--- Data for the task Enclosed Below ---
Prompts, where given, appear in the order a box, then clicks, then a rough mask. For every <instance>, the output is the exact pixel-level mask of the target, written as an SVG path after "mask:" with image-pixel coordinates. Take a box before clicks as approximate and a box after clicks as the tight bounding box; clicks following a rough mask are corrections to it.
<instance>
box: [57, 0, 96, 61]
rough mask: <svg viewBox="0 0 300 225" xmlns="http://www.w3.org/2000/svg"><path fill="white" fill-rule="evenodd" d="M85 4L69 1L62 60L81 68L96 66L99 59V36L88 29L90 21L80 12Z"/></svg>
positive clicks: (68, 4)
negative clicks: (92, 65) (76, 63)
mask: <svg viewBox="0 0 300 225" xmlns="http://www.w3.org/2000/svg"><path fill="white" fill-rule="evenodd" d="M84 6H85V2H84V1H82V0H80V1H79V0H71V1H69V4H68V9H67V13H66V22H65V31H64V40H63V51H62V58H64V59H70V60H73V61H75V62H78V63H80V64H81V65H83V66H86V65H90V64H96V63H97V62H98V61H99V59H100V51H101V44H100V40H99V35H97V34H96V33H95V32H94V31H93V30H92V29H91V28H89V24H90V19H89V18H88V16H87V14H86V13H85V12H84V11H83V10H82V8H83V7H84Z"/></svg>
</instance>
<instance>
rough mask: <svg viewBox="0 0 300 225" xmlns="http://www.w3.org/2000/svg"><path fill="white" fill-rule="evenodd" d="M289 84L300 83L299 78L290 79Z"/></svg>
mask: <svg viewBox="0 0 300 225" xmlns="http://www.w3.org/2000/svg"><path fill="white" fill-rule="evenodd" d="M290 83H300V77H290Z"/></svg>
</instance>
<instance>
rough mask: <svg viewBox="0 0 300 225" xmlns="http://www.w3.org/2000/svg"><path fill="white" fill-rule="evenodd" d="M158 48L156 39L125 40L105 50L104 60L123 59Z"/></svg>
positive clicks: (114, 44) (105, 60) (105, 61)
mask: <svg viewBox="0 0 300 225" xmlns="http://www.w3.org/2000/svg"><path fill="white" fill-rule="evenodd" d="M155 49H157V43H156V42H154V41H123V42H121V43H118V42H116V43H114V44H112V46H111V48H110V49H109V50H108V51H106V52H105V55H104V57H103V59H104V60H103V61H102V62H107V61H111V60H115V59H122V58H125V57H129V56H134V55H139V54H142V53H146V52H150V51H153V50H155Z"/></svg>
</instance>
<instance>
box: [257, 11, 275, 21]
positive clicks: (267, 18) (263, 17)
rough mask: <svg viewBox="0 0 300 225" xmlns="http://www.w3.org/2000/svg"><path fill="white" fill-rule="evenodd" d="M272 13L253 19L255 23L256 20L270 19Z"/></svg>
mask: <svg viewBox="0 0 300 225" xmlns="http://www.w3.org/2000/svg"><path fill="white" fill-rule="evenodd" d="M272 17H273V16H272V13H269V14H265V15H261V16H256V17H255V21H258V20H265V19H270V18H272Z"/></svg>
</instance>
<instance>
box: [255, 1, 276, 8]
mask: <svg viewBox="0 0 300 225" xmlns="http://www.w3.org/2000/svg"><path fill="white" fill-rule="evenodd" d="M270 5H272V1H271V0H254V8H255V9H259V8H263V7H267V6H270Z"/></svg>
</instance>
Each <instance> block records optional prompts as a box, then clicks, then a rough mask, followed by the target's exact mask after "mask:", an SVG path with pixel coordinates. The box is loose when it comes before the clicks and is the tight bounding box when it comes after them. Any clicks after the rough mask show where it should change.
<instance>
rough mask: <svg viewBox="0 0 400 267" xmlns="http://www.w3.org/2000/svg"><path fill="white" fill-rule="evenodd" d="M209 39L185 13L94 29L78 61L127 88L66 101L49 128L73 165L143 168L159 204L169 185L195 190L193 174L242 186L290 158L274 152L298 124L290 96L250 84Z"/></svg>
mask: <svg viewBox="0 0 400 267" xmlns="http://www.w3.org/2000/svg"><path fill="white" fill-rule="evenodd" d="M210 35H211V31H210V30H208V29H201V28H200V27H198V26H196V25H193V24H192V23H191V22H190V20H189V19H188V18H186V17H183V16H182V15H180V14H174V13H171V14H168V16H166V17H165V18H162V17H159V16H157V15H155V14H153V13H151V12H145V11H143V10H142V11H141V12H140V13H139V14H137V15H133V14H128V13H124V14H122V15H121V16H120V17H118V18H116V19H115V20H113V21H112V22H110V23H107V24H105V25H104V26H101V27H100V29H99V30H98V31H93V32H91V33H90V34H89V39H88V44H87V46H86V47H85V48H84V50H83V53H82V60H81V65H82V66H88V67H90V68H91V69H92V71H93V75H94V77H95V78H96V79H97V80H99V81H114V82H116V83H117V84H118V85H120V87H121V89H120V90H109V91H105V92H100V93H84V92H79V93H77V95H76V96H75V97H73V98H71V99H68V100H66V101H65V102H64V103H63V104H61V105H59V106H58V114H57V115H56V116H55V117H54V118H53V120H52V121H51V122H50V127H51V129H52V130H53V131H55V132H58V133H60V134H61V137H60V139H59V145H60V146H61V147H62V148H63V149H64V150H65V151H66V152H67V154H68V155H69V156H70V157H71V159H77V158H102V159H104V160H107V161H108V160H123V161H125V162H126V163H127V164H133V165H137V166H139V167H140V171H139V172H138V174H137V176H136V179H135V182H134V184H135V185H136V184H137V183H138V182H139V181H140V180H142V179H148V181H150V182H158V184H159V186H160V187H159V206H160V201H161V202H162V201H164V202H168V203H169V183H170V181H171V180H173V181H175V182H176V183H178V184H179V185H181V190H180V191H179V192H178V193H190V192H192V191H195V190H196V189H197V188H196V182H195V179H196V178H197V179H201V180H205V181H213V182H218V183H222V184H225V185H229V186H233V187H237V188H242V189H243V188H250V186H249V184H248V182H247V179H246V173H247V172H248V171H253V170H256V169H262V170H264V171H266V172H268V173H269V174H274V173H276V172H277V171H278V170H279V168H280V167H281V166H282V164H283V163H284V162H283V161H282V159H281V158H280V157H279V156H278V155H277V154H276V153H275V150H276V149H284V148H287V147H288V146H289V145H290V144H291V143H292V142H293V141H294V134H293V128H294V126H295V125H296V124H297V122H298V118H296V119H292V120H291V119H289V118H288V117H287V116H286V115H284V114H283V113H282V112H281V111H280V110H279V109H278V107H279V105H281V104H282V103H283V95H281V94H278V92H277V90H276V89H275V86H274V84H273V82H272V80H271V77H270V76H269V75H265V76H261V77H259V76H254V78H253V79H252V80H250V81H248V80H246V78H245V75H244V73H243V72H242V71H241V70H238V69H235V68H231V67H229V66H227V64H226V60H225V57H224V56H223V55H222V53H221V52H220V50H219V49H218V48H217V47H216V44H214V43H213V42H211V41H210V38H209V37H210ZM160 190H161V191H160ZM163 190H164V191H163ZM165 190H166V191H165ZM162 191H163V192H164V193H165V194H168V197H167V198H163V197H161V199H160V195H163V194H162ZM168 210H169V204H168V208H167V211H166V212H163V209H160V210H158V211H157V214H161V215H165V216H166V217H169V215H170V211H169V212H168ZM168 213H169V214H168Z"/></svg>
--- End of Enclosed Data for the task ---
#### [Task instructions]
Write out all of the lines above again, word for word, changing nothing.

#### [Response box]
Prompts, where given, appear in the order a box, then clicks, then a rough mask. For every <instance>, the output is the exact pixel-level mask of the target, written as an SVG path after "mask:" with image-pixel coordinates. Take a box before clicks as approximate and a box after clicks as the tight bounding box; clicks following a rough mask are corrections to it.
<instance>
box: [57, 0, 96, 61]
rough mask: <svg viewBox="0 0 300 225" xmlns="http://www.w3.org/2000/svg"><path fill="white" fill-rule="evenodd" d="M85 4L69 1L62 60L81 68L96 66L99 59V36L88 29L90 21L80 12Z"/></svg>
positive clicks: (68, 4)
negative clicks: (92, 65) (76, 63)
mask: <svg viewBox="0 0 300 225" xmlns="http://www.w3.org/2000/svg"><path fill="white" fill-rule="evenodd" d="M84 6H85V2H84V1H82V0H80V1H79V0H71V1H69V4H68V9H67V13H66V22H65V31H64V40H63V51H62V58H64V59H70V60H73V61H75V62H78V63H80V64H81V65H83V66H86V65H90V64H96V63H97V62H98V61H99V59H100V51H101V44H100V40H99V35H97V34H96V33H95V32H94V31H93V30H92V29H91V28H89V24H90V19H89V18H88V16H87V14H86V13H85V12H84V11H83V10H82V8H83V7H84Z"/></svg>
</instance>
<instance>
rough mask: <svg viewBox="0 0 300 225" xmlns="http://www.w3.org/2000/svg"><path fill="white" fill-rule="evenodd" d="M289 84L300 83L299 78L290 79Z"/></svg>
mask: <svg viewBox="0 0 300 225" xmlns="http://www.w3.org/2000/svg"><path fill="white" fill-rule="evenodd" d="M290 83H300V77H290Z"/></svg>
</instance>
<instance>
rough mask: <svg viewBox="0 0 300 225" xmlns="http://www.w3.org/2000/svg"><path fill="white" fill-rule="evenodd" d="M158 48L156 39L125 40L105 50L104 60L123 59Z"/></svg>
positive clicks: (114, 44) (105, 60) (105, 61)
mask: <svg viewBox="0 0 300 225" xmlns="http://www.w3.org/2000/svg"><path fill="white" fill-rule="evenodd" d="M155 49H157V43H156V42H154V41H123V42H121V43H118V42H116V43H114V44H112V46H111V48H110V49H109V50H108V51H106V52H105V55H104V57H103V59H104V60H103V61H102V62H107V61H111V60H115V59H122V58H125V57H129V56H134V55H139V54H142V53H146V52H150V51H153V50H155Z"/></svg>
</instance>
<instance>
box: [257, 11, 275, 21]
positive clicks: (267, 18) (263, 17)
rough mask: <svg viewBox="0 0 300 225" xmlns="http://www.w3.org/2000/svg"><path fill="white" fill-rule="evenodd" d="M272 13L253 19L255 23L256 20L270 19Z"/></svg>
mask: <svg viewBox="0 0 300 225" xmlns="http://www.w3.org/2000/svg"><path fill="white" fill-rule="evenodd" d="M272 17H273V16H272V13H269V14H265V15H261V16H256V17H255V21H258V20H265V19H270V18H272Z"/></svg>
</instance>
<instance>
box: [255, 1, 276, 8]
mask: <svg viewBox="0 0 300 225" xmlns="http://www.w3.org/2000/svg"><path fill="white" fill-rule="evenodd" d="M270 5H272V1H271V0H254V8H255V9H259V8H263V7H267V6H270Z"/></svg>
</instance>
Each <instance> block records optional prompts as a box, then clicks, then a rough mask, followed by the target's exact mask after "mask:", an SVG path with pixel coordinates. The box is loose when it comes before the clicks and is the tight bounding box when it comes after them. Any clicks after the rough mask show where it should change.
<instance>
rough mask: <svg viewBox="0 0 400 267" xmlns="http://www.w3.org/2000/svg"><path fill="white" fill-rule="evenodd" d="M209 39L185 13L94 29L78 61L127 88L66 101L49 128L73 165L143 168L159 204L169 185L195 190L193 174L242 186L290 158L274 152L298 124L290 96L250 84Z"/></svg>
mask: <svg viewBox="0 0 400 267" xmlns="http://www.w3.org/2000/svg"><path fill="white" fill-rule="evenodd" d="M210 35H211V31H210V30H208V29H201V28H200V27H198V26H196V25H193V24H192V23H191V22H190V20H189V19H188V18H186V17H183V16H182V15H180V14H174V13H171V14H168V16H166V17H165V18H162V17H159V16H157V15H155V14H153V13H151V12H145V11H143V10H142V11H141V12H140V13H139V14H137V15H133V14H128V13H124V14H122V15H121V16H120V17H118V18H116V19H115V20H113V21H112V22H110V23H107V24H105V25H104V26H101V27H100V29H99V30H98V31H93V32H91V33H90V34H89V39H88V44H87V46H86V47H85V48H84V50H83V53H82V60H81V65H82V66H88V67H90V68H91V69H92V71H93V75H94V77H95V78H96V79H97V80H99V81H114V82H116V83H117V84H118V85H120V87H121V89H120V90H109V91H105V92H100V93H84V92H79V93H77V95H76V96H75V97H73V98H71V99H68V100H66V101H65V102H64V103H63V104H61V105H59V106H58V114H57V115H56V116H55V117H54V118H53V120H52V121H51V122H50V127H51V129H52V130H53V131H55V132H58V133H60V134H61V137H60V139H59V145H60V146H61V147H62V148H63V149H64V150H65V151H66V152H67V154H68V155H69V156H70V157H71V159H77V158H102V159H104V160H107V161H108V160H123V161H125V162H126V163H127V164H133V165H137V166H139V167H140V171H139V172H138V174H137V176H136V179H135V182H134V184H135V185H136V184H137V183H138V182H139V181H140V180H142V179H148V181H150V182H158V184H159V186H160V187H159V206H160V201H161V202H162V201H164V202H168V203H169V183H170V181H171V180H173V181H175V182H176V183H178V184H179V185H181V190H180V191H179V192H178V193H190V192H192V191H195V190H196V189H197V188H196V182H195V179H196V178H197V179H201V180H205V181H213V182H218V183H222V184H225V185H229V186H233V187H237V188H242V189H243V188H250V186H249V184H248V182H247V179H246V173H247V172H248V171H253V170H256V169H262V170H264V171H266V172H268V173H269V174H274V173H276V172H277V171H278V170H279V168H280V167H281V166H282V164H283V163H284V162H283V161H282V159H281V158H280V157H279V156H278V155H277V154H276V153H275V150H276V149H284V148H287V147H288V146H289V145H290V144H291V143H292V142H293V141H294V134H293V128H294V126H295V125H296V124H297V122H298V118H296V119H292V120H291V119H289V118H288V117H287V116H286V115H284V114H283V113H282V112H281V111H280V110H279V109H278V107H279V105H281V104H282V103H283V95H281V94H278V92H277V90H276V89H275V86H274V84H273V82H272V80H271V77H270V76H269V75H265V76H261V77H259V76H254V78H253V79H252V80H250V81H248V80H246V78H245V75H244V73H243V72H242V71H241V70H238V69H235V68H231V67H229V66H227V64H226V60H225V57H224V56H223V55H222V53H221V52H220V50H219V49H218V48H217V47H216V44H214V43H213V42H211V41H210V38H209V37H210ZM160 190H161V191H160ZM163 190H164V191H163ZM165 190H166V191H165ZM162 191H163V192H164V193H165V194H168V197H167V198H163V197H161V199H160V195H163V194H162ZM168 210H169V204H168V208H167V211H166V212H163V209H160V210H158V211H157V214H161V215H165V216H166V217H169V215H170V211H169V212H168ZM168 213H169V214H168Z"/></svg>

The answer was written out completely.